Starting with the line that contains "the photo above" and going on through the end of the records, write every line out again in full. Add 145 to each coordinate value in the answer polygons and leave all other text as it is.

-------- EXTRACTED INFORMATION

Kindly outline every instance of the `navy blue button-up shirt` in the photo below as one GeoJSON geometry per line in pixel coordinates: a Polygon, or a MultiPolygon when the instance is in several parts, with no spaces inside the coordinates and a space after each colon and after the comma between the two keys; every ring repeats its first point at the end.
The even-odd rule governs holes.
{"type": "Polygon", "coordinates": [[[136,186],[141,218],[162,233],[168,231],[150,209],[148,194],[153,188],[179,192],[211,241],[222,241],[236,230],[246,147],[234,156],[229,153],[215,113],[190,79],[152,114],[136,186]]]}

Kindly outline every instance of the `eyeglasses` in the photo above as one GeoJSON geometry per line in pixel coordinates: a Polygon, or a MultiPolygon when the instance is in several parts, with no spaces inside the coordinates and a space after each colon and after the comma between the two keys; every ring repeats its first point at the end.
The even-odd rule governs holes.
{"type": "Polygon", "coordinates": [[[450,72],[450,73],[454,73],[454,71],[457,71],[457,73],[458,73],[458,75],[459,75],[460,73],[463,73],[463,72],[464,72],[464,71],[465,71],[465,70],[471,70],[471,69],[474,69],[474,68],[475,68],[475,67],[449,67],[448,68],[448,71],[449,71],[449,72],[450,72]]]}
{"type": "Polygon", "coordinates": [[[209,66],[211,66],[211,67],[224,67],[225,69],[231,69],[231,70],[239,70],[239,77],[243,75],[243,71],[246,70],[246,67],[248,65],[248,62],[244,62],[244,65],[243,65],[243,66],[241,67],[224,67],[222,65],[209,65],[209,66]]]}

----------------

## [RIGHT ANSWER]
Kindly outline every instance of the `eyeglasses` in the photo above as one GeoJSON geometry per line in pixel coordinates: a Polygon, or a MultiPolygon when the instance is in several parts, with no spaces inside the coordinates and a space after each colon and after the comma between the two keys; every ring repeats its first point at the end.
The even-odd rule governs holes.
{"type": "Polygon", "coordinates": [[[595,217],[595,218],[599,218],[599,216],[602,216],[602,218],[603,218],[603,220],[604,220],[605,218],[608,218],[608,217],[609,217],[609,216],[610,216],[610,215],[616,215],[616,214],[619,214],[619,213],[620,213],[620,212],[594,212],[593,213],[593,216],[594,216],[594,217],[595,217]]]}
{"type": "Polygon", "coordinates": [[[354,211],[356,211],[356,212],[369,212],[370,214],[376,214],[376,215],[384,215],[384,222],[388,220],[388,216],[391,215],[391,212],[393,210],[393,207],[389,207],[389,210],[388,210],[388,211],[386,212],[369,212],[367,210],[354,210],[354,211]]]}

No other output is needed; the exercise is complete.